== Using the information ==
(a) Could you reproduce the piece on Celtic English Academy word for word, starting at "Overseas trade missions key" and ending at "its name abroad."?
(b) How would you render this sentence from the piece on Celtic English Academy in Spanish: "Since then, the British Council accredited school has grown significantly, attracting students from all over the world to come and study at its renowned facilities in Cardiff."
(c) What comes next in the piece on Celtic English Academy? Extend it with new text that picks up right after its final sentence.

== Exercise passage ==
Segment Open

Cardiff-based English language school, Celtic English Academy, has made a global name for itself since it first started teaching international students 18 years ago, with the company now providing its services to over 1,200 learners a year from more than 50 countries including Saudi Arabia, Italy, Spain and Japan.
Overseas trade missions key to success abroad
Established in 2004, Celtic English Academy originally started out teaching English in just four classrooms to learners going on to study at local universities as international students. In 2012, the company received funding from Welsh Government to support it to attend overseas trade missions, which kickstarted its export drive and helped it to build its name abroad.
Since then, the British Council accredited school has grown significantly, attracting students from all over the world to come and study at its renowned facilities in Cardiff.
Today, exports account for 95% of Celtic’s trade and the company has expanded to also offer online and hybrid courses, as well as in country teaching and teacher development programmes – diversification that has helped it to remain resilient throughout the pandemic.

Segment Closed

== Data records ==
Segment Open

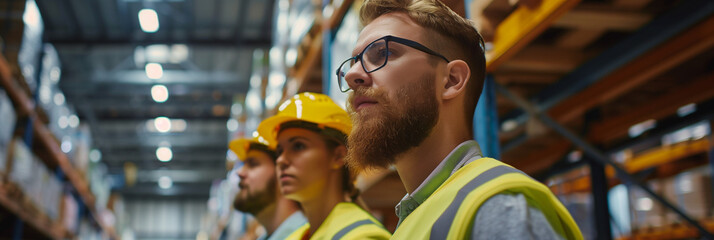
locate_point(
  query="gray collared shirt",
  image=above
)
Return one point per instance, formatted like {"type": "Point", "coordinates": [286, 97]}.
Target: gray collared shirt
{"type": "Point", "coordinates": [503, 216]}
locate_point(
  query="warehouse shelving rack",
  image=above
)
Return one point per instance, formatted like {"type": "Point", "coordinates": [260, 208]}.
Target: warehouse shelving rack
{"type": "Point", "coordinates": [26, 107]}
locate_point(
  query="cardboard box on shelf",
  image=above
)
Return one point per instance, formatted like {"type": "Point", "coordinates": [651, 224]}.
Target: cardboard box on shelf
{"type": "Point", "coordinates": [646, 211]}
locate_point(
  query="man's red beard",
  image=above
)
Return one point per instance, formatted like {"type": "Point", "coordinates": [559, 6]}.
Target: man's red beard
{"type": "Point", "coordinates": [382, 132]}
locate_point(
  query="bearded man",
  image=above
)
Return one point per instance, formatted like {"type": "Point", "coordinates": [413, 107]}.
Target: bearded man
{"type": "Point", "coordinates": [259, 194]}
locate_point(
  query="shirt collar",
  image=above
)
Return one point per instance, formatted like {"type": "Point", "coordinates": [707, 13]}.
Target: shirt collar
{"type": "Point", "coordinates": [463, 154]}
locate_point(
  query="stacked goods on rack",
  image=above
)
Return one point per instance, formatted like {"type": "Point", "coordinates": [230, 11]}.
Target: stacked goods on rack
{"type": "Point", "coordinates": [691, 192]}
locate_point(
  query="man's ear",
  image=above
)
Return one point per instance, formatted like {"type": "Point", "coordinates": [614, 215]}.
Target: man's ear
{"type": "Point", "coordinates": [338, 161]}
{"type": "Point", "coordinates": [458, 76]}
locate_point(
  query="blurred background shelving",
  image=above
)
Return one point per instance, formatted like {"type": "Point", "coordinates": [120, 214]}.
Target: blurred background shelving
{"type": "Point", "coordinates": [110, 129]}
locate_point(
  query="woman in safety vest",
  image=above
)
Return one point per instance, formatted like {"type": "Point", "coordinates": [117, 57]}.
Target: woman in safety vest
{"type": "Point", "coordinates": [309, 133]}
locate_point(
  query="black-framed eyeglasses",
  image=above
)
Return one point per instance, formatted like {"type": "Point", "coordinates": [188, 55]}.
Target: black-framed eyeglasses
{"type": "Point", "coordinates": [375, 56]}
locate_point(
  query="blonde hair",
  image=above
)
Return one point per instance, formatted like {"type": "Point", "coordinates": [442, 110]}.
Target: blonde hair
{"type": "Point", "coordinates": [455, 38]}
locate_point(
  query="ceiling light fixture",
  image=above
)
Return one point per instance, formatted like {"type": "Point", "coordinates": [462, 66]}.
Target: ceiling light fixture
{"type": "Point", "coordinates": [162, 124]}
{"type": "Point", "coordinates": [165, 182]}
{"type": "Point", "coordinates": [164, 154]}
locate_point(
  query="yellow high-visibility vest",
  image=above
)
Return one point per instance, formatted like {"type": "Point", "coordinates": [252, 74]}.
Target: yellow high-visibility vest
{"type": "Point", "coordinates": [346, 221]}
{"type": "Point", "coordinates": [449, 212]}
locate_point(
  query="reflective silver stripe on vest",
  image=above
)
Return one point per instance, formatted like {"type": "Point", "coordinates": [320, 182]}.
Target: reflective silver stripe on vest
{"type": "Point", "coordinates": [441, 227]}
{"type": "Point", "coordinates": [349, 228]}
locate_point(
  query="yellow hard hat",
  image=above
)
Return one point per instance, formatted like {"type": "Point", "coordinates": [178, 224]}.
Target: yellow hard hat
{"type": "Point", "coordinates": [240, 146]}
{"type": "Point", "coordinates": [309, 107]}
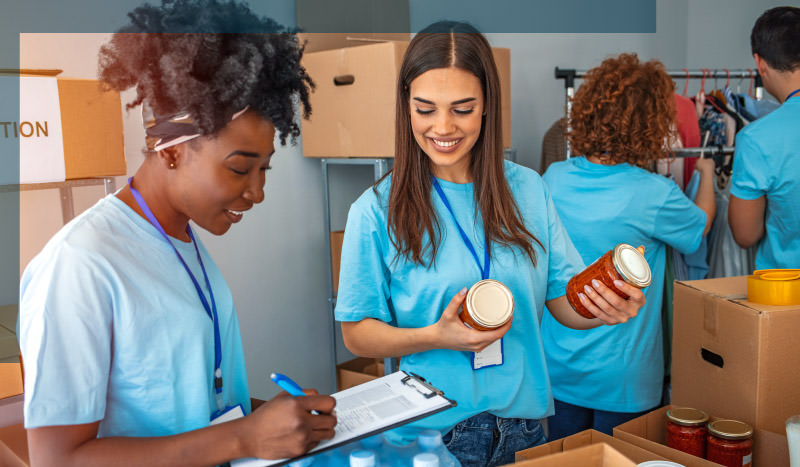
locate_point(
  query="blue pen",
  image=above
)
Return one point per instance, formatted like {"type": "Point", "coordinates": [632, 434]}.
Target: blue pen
{"type": "Point", "coordinates": [287, 384]}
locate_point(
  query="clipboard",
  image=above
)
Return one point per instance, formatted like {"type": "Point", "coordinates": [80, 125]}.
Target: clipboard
{"type": "Point", "coordinates": [373, 407]}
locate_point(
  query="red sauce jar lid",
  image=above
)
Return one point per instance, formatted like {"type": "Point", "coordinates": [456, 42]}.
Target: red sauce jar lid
{"type": "Point", "coordinates": [631, 265]}
{"type": "Point", "coordinates": [490, 303]}
{"type": "Point", "coordinates": [687, 416]}
{"type": "Point", "coordinates": [730, 429]}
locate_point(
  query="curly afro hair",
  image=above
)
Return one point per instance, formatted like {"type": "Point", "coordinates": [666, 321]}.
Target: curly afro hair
{"type": "Point", "coordinates": [624, 112]}
{"type": "Point", "coordinates": [209, 58]}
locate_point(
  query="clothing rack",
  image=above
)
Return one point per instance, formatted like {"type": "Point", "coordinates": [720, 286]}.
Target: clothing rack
{"type": "Point", "coordinates": [707, 151]}
{"type": "Point", "coordinates": [569, 75]}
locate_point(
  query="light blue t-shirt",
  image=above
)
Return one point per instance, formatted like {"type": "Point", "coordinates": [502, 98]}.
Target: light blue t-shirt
{"type": "Point", "coordinates": [112, 329]}
{"type": "Point", "coordinates": [373, 284]}
{"type": "Point", "coordinates": [617, 368]}
{"type": "Point", "coordinates": [767, 163]}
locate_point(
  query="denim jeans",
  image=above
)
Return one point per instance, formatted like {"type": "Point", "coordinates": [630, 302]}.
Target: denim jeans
{"type": "Point", "coordinates": [570, 419]}
{"type": "Point", "coordinates": [485, 440]}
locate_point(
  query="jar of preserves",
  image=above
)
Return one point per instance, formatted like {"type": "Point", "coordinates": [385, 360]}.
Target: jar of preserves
{"type": "Point", "coordinates": [488, 305]}
{"type": "Point", "coordinates": [623, 262]}
{"type": "Point", "coordinates": [686, 430]}
{"type": "Point", "coordinates": [730, 443]}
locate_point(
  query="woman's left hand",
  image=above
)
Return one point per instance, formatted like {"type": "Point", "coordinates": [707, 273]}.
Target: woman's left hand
{"type": "Point", "coordinates": [609, 307]}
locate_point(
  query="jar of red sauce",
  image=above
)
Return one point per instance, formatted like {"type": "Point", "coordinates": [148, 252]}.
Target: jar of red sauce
{"type": "Point", "coordinates": [686, 430]}
{"type": "Point", "coordinates": [730, 443]}
{"type": "Point", "coordinates": [489, 304]}
{"type": "Point", "coordinates": [623, 262]}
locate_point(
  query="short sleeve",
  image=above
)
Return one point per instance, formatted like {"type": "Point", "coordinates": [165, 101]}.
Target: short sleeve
{"type": "Point", "coordinates": [65, 337]}
{"type": "Point", "coordinates": [363, 276]}
{"type": "Point", "coordinates": [679, 222]}
{"type": "Point", "coordinates": [564, 262]}
{"type": "Point", "coordinates": [750, 179]}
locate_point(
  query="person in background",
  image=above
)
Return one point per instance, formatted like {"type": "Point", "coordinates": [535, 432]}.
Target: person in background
{"type": "Point", "coordinates": [412, 246]}
{"type": "Point", "coordinates": [623, 117]}
{"type": "Point", "coordinates": [127, 328]}
{"type": "Point", "coordinates": [764, 208]}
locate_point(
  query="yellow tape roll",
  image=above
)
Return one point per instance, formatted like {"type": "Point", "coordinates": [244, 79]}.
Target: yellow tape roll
{"type": "Point", "coordinates": [774, 287]}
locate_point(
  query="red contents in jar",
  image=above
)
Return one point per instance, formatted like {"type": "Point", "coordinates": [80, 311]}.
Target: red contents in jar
{"type": "Point", "coordinates": [689, 439]}
{"type": "Point", "coordinates": [602, 270]}
{"type": "Point", "coordinates": [730, 452]}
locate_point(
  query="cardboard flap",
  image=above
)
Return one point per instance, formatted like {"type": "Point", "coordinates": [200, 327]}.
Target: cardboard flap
{"type": "Point", "coordinates": [724, 287]}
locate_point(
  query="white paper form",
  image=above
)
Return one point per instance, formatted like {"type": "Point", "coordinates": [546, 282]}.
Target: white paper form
{"type": "Point", "coordinates": [373, 407]}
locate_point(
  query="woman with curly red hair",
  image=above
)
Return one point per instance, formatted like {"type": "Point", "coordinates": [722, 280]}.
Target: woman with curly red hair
{"type": "Point", "coordinates": [622, 120]}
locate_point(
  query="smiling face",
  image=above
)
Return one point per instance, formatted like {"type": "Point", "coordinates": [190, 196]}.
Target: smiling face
{"type": "Point", "coordinates": [446, 106]}
{"type": "Point", "coordinates": [219, 177]}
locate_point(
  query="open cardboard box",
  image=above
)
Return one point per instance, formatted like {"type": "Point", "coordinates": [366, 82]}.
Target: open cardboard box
{"type": "Point", "coordinates": [358, 371]}
{"type": "Point", "coordinates": [595, 455]}
{"type": "Point", "coordinates": [737, 359]}
{"type": "Point", "coordinates": [354, 99]}
{"type": "Point", "coordinates": [587, 438]}
{"type": "Point", "coordinates": [64, 129]}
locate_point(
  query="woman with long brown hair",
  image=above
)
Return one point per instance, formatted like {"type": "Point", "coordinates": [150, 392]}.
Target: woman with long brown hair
{"type": "Point", "coordinates": [622, 119]}
{"type": "Point", "coordinates": [453, 212]}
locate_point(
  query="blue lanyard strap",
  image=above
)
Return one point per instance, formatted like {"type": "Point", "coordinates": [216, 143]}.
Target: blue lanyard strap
{"type": "Point", "coordinates": [211, 310]}
{"type": "Point", "coordinates": [486, 259]}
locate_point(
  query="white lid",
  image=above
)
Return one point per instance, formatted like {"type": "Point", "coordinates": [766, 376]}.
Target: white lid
{"type": "Point", "coordinates": [304, 462]}
{"type": "Point", "coordinates": [429, 439]}
{"type": "Point", "coordinates": [632, 265]}
{"type": "Point", "coordinates": [490, 302]}
{"type": "Point", "coordinates": [362, 459]}
{"type": "Point", "coordinates": [426, 459]}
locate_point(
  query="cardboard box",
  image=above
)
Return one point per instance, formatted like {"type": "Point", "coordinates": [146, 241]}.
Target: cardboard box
{"type": "Point", "coordinates": [595, 455]}
{"type": "Point", "coordinates": [586, 438]}
{"type": "Point", "coordinates": [64, 129]}
{"type": "Point", "coordinates": [337, 238]}
{"type": "Point", "coordinates": [358, 371]}
{"type": "Point", "coordinates": [735, 358]}
{"type": "Point", "coordinates": [318, 41]}
{"type": "Point", "coordinates": [649, 432]}
{"type": "Point", "coordinates": [354, 100]}
{"type": "Point", "coordinates": [10, 380]}
{"type": "Point", "coordinates": [16, 440]}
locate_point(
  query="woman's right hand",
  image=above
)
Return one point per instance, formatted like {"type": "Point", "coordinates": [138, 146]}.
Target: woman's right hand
{"type": "Point", "coordinates": [451, 333]}
{"type": "Point", "coordinates": [285, 427]}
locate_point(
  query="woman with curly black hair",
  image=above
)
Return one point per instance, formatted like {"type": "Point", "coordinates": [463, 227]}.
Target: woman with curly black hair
{"type": "Point", "coordinates": [127, 328]}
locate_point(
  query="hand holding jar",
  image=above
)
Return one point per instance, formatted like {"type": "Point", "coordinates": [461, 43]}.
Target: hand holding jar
{"type": "Point", "coordinates": [451, 333]}
{"type": "Point", "coordinates": [609, 289]}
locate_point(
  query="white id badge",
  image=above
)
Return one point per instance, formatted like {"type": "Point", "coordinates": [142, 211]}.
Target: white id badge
{"type": "Point", "coordinates": [492, 355]}
{"type": "Point", "coordinates": [231, 413]}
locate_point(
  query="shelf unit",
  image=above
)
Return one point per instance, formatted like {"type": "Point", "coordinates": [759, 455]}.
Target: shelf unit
{"type": "Point", "coordinates": [380, 166]}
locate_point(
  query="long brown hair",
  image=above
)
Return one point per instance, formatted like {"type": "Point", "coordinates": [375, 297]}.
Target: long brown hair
{"type": "Point", "coordinates": [411, 214]}
{"type": "Point", "coordinates": [624, 112]}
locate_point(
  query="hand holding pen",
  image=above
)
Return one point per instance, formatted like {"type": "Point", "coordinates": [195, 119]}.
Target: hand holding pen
{"type": "Point", "coordinates": [287, 426]}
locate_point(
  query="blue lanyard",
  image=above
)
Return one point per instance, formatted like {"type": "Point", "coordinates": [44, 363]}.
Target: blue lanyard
{"type": "Point", "coordinates": [212, 309]}
{"type": "Point", "coordinates": [486, 259]}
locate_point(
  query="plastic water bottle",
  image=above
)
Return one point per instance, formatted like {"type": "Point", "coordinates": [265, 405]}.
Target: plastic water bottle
{"type": "Point", "coordinates": [398, 455]}
{"type": "Point", "coordinates": [430, 441]}
{"type": "Point", "coordinates": [362, 458]}
{"type": "Point", "coordinates": [304, 462]}
{"type": "Point", "coordinates": [426, 459]}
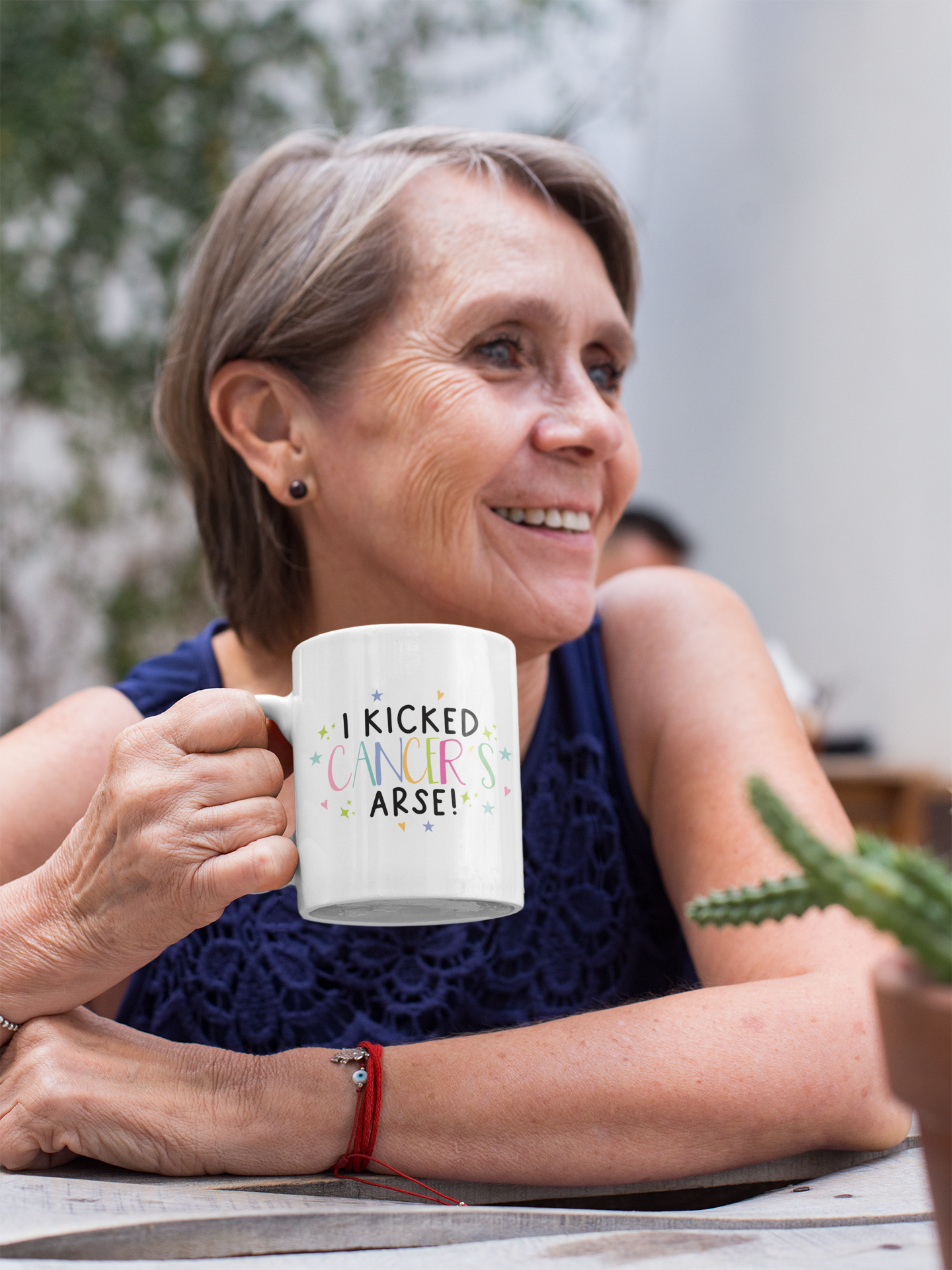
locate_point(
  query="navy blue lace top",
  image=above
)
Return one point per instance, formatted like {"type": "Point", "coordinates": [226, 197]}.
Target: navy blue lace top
{"type": "Point", "coordinates": [597, 929]}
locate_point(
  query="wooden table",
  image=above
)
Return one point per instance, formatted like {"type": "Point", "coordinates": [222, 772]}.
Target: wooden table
{"type": "Point", "coordinates": [906, 804]}
{"type": "Point", "coordinates": [856, 1210]}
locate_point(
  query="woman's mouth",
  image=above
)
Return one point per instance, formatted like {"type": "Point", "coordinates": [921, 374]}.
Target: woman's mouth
{"type": "Point", "coordinates": [547, 517]}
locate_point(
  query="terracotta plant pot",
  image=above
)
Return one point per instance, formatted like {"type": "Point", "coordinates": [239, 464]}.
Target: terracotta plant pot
{"type": "Point", "coordinates": [917, 1029]}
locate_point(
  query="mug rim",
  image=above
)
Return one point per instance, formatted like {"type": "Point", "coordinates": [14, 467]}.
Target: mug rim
{"type": "Point", "coordinates": [401, 626]}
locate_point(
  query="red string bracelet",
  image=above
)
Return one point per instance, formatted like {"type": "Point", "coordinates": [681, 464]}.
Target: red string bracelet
{"type": "Point", "coordinates": [364, 1133]}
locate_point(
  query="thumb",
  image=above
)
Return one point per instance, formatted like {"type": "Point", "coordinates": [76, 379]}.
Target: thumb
{"type": "Point", "coordinates": [263, 865]}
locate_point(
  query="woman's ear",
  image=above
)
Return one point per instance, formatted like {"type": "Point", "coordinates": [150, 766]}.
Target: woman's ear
{"type": "Point", "coordinates": [262, 413]}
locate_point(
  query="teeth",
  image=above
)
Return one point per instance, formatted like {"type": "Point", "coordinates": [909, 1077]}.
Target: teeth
{"type": "Point", "coordinates": [554, 519]}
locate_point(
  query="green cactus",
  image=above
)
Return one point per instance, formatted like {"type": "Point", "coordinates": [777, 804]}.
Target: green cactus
{"type": "Point", "coordinates": [903, 890]}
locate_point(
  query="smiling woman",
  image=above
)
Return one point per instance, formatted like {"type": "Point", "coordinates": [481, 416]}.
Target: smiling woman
{"type": "Point", "coordinates": [394, 388]}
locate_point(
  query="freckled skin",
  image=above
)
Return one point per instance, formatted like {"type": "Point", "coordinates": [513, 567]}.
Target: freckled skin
{"type": "Point", "coordinates": [444, 433]}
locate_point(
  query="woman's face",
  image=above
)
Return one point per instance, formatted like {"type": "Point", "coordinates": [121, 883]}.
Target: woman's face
{"type": "Point", "coordinates": [495, 382]}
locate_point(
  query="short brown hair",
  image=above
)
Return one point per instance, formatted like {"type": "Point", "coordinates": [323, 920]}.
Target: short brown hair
{"type": "Point", "coordinates": [302, 254]}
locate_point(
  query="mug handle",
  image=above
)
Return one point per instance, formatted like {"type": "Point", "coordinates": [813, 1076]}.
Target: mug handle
{"type": "Point", "coordinates": [278, 710]}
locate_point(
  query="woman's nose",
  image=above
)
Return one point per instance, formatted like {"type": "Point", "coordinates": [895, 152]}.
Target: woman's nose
{"type": "Point", "coordinates": [579, 422]}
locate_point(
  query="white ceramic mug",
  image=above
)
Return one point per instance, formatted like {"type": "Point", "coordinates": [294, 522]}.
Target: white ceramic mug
{"type": "Point", "coordinates": [407, 775]}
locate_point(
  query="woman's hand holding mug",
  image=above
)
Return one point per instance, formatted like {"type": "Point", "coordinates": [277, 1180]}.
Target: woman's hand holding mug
{"type": "Point", "coordinates": [186, 821]}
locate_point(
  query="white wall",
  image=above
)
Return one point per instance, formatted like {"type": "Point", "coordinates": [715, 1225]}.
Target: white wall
{"type": "Point", "coordinates": [793, 398]}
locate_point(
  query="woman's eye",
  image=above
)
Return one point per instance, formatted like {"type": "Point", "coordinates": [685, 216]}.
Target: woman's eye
{"type": "Point", "coordinates": [606, 378]}
{"type": "Point", "coordinates": [502, 353]}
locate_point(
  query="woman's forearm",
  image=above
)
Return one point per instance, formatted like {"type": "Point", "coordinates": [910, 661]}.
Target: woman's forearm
{"type": "Point", "coordinates": [51, 960]}
{"type": "Point", "coordinates": [677, 1086]}
{"type": "Point", "coordinates": [184, 821]}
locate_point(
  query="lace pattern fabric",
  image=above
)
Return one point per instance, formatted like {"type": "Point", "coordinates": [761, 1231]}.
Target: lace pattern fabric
{"type": "Point", "coordinates": [597, 929]}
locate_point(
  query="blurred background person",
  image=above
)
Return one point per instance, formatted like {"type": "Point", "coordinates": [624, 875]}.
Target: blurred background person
{"type": "Point", "coordinates": [641, 539]}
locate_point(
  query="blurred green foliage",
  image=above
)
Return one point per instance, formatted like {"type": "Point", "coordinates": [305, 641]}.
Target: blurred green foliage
{"type": "Point", "coordinates": [121, 124]}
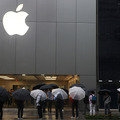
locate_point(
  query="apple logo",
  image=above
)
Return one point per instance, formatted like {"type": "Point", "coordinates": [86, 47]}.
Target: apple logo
{"type": "Point", "coordinates": [14, 22]}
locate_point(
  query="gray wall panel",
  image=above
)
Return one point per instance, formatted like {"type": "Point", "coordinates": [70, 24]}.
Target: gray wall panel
{"type": "Point", "coordinates": [46, 41]}
{"type": "Point", "coordinates": [88, 81]}
{"type": "Point", "coordinates": [30, 8]}
{"type": "Point", "coordinates": [66, 48]}
{"type": "Point", "coordinates": [46, 10]}
{"type": "Point", "coordinates": [7, 5]}
{"type": "Point", "coordinates": [86, 49]}
{"type": "Point", "coordinates": [86, 10]}
{"type": "Point", "coordinates": [25, 51]}
{"type": "Point", "coordinates": [7, 52]}
{"type": "Point", "coordinates": [66, 10]}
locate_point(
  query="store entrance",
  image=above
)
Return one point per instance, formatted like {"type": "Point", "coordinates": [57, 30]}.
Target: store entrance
{"type": "Point", "coordinates": [14, 82]}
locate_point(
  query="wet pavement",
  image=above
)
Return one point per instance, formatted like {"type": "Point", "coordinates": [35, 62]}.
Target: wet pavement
{"type": "Point", "coordinates": [31, 114]}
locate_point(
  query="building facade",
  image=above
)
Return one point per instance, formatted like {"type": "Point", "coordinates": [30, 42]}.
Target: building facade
{"type": "Point", "coordinates": [61, 39]}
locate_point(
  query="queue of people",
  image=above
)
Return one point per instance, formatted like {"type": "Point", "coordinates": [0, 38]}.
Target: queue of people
{"type": "Point", "coordinates": [90, 102]}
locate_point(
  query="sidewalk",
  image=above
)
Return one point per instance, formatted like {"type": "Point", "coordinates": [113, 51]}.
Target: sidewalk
{"type": "Point", "coordinates": [31, 114]}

Segment Closed

== Task results ==
(a)
Overseas trade missions key to success abroad
Established in 2004, Celtic English Academy originally started out teaching English in just four classrooms to learners going on to study at local universities as international students. In 2012, the company received funding from Welsh Government to support it to attend overseas trade missions, which kickstarted its export drive and helped it to build its name abroad.

(b) Desde entonces, la escuela acreditada por el British Council ha crecido considerablemente, atrayendo a estudiantes de todo el mundo para que vengan a estudiar en sus reconocidas instalaciones de Cardiff.

(c)
Over the past three years, Celtic has landed four major new contracts across Europe, Africa and Asia, which it sees as key to helping propel it back to pre-pandemic levels. Most recently, it has been awarded two remote teaching contracts with Kuwait and Vietnam where it will deliver online sessions with national in-country partners to support English teacher development.
Exploring new overseas markets
Following a challenging year, the academy is now looking to further increase its international presence and is focusing on Latin America, Japan and the Middle East as routes to business recovery and growth. The school has recruited staff in Japan and Brazil, and is exploring in-country teaching opportunities in Saudi Arabia in response to rising demand for English language teaching in the region.
Shoko Doherty, CEO of Celtic English Academy said: “Exporting is central to us as a business. Working with students and teachers from a variety of nationalities, as well as our emphasis on being agile and adapting to changes, has helped us remain resilient as we are not reliant on one single market or region.”
Welsh Government support
Key to Celtic’s export success has been support from the Welsh Government, via Business Wales, including access to the Overseas Business Development Fund which has enabled representatives from the company to visit new territories and attend trade missions to find potential new clients or bring new products to already established markets.
Shoko added: “Most of our business has been secured by travelling abroad and meeting new clients directly. These interactions have been crucial to both attracting students to study at our school in Wales, as well as building relationships in order to obtain in-country contracts in target territories, so we are very thankful to the Welsh Government for their support in making this possible.”